#### [What to do]
Would you transcribe all of the data exactly, down to the last character?

#### [Rows]
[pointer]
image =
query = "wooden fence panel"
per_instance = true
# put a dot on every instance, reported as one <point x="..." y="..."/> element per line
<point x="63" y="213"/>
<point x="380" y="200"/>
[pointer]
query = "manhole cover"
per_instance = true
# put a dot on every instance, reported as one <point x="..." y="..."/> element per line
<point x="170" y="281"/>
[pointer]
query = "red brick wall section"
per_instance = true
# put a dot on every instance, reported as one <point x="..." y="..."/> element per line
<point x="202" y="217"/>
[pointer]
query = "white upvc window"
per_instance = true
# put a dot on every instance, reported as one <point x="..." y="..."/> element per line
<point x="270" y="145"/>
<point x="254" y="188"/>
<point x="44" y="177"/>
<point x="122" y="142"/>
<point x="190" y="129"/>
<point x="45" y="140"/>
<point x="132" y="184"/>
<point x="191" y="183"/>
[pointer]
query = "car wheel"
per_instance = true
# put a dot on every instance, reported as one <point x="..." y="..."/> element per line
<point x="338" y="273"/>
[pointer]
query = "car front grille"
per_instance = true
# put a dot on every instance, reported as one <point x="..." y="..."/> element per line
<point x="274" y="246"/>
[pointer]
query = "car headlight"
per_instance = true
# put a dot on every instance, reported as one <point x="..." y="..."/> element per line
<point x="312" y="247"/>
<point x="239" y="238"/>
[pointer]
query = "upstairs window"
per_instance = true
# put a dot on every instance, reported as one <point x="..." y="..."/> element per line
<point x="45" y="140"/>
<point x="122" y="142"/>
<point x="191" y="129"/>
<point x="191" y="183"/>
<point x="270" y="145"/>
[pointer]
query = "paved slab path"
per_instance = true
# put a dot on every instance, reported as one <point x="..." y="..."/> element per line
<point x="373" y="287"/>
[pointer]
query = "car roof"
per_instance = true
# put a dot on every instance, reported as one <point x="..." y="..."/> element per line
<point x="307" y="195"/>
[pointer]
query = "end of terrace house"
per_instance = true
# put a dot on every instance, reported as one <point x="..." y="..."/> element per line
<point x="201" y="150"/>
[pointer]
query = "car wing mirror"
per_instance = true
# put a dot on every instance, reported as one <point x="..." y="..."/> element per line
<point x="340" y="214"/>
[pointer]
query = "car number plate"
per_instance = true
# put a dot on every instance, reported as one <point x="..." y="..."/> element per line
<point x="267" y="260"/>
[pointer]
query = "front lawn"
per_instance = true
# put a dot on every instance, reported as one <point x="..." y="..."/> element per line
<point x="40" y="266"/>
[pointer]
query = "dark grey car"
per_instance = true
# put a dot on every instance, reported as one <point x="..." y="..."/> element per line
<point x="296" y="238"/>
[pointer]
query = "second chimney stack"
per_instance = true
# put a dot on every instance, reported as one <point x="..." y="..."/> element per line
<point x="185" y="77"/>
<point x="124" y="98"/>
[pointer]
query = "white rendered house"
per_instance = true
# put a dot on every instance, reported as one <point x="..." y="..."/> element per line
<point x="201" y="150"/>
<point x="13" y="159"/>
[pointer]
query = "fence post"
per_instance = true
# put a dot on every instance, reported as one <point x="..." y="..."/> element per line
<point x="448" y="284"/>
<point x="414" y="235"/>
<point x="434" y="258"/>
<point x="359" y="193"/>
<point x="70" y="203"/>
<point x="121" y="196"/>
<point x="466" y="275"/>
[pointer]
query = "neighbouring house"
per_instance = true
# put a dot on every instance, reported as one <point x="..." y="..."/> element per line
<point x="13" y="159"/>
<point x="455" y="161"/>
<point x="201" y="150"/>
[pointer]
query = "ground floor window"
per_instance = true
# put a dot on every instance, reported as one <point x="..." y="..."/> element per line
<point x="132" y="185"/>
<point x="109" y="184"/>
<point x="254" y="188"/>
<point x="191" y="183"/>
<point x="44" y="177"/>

#### [The output]
[pointer]
image =
query = "wooden fence panel"
per_instance = true
# put a dot on every instance, reported as one <point x="..." y="..."/> element per line
<point x="63" y="213"/>
<point x="380" y="200"/>
[pointer]
query = "manhole cover"
per_instance = true
# put a dot on every instance, reported as one <point x="..." y="..."/> element per line
<point x="170" y="281"/>
[pointer]
query = "red brick wall section"
per_instance = true
# put a dot on every instance, reported as one <point x="..." y="..."/> element per line
<point x="202" y="217"/>
[pointer]
query = "white upvc window"
per_instance = true
# put a dot on every instance, reported as one <point x="..." y="..."/> element per line
<point x="270" y="145"/>
<point x="254" y="188"/>
<point x="44" y="177"/>
<point x="122" y="142"/>
<point x="190" y="129"/>
<point x="45" y="140"/>
<point x="132" y="184"/>
<point x="191" y="183"/>
[pointer]
query = "car wheel"
per_instance = true
# put a dot on every instance, reported as one <point x="..." y="..."/> element per line
<point x="338" y="273"/>
[pointer]
query = "car front grille"
per_instance = true
# put a dot on every instance, reported as one <point x="..." y="..."/> element per line
<point x="274" y="246"/>
[pointer]
query = "car headlight"
per_instance = true
# put a dot on every instance, reported as one <point x="..." y="..."/> element per line
<point x="312" y="247"/>
<point x="239" y="238"/>
[pointer]
query = "upstairs window"
per_instance = true
# put a dot on every instance, reported as one <point x="..." y="..."/> element per line
<point x="45" y="140"/>
<point x="122" y="142"/>
<point x="191" y="129"/>
<point x="191" y="183"/>
<point x="270" y="145"/>
[pointer]
query = "paved slab path"
per_instance = true
# put a dot on every instance, reported as one <point x="..." y="..."/> element per line
<point x="373" y="287"/>
[pointer]
query = "car roof"
per_instance = true
# put a dot on every instance, reported as one <point x="..." y="..."/> element per line
<point x="307" y="195"/>
[pointer]
query = "end of terrace house"
per_instance = true
# put a dot on every instance, reported as one <point x="..." y="..."/> element per line
<point x="201" y="150"/>
[pointer]
query = "car wing mirror"
per_instance = true
# put a dot on every instance, reported as one <point x="..." y="..."/> element per line
<point x="340" y="214"/>
[pointer]
query = "car number plate"
per_instance = true
# put a dot on every instance, reported as one <point x="..." y="..."/> element per line
<point x="267" y="260"/>
[pointer]
query = "front lawn"
per_instance = true
# put a dot on every instance, reported as one <point x="..." y="..."/> element per line
<point x="40" y="266"/>
[pointer]
query = "dark grey car"
per_instance = true
# put a dot on every instance, reported as one <point x="..." y="..."/> element per line
<point x="296" y="238"/>
[pointer]
query = "second chimney stack"
per_instance = true
# put a dot on every instance, reported as one <point x="..." y="..."/> element per line
<point x="185" y="77"/>
<point x="124" y="98"/>
[pointer]
query = "white rendered house"
per_instance = true
# put a dot on every instance, reported as one <point x="..." y="..."/> element per line
<point x="201" y="150"/>
<point x="13" y="159"/>
[pointer]
query = "fence post"
per_instance = true
# put a dot on every instance, reported as one <point x="..." y="..."/> element per line
<point x="448" y="284"/>
<point x="414" y="235"/>
<point x="434" y="258"/>
<point x="359" y="193"/>
<point x="70" y="203"/>
<point x="121" y="196"/>
<point x="466" y="275"/>
[pointer]
query = "neighbouring house"
per_instance = true
# put a dot on every instance, reported as one <point x="..." y="..."/> element per line
<point x="13" y="159"/>
<point x="455" y="161"/>
<point x="201" y="150"/>
[pointer]
query = "ground floor window"
per_instance = true
# put a dot on every instance, reported as one <point x="..." y="..."/> element per line
<point x="132" y="185"/>
<point x="109" y="184"/>
<point x="254" y="188"/>
<point x="191" y="183"/>
<point x="44" y="177"/>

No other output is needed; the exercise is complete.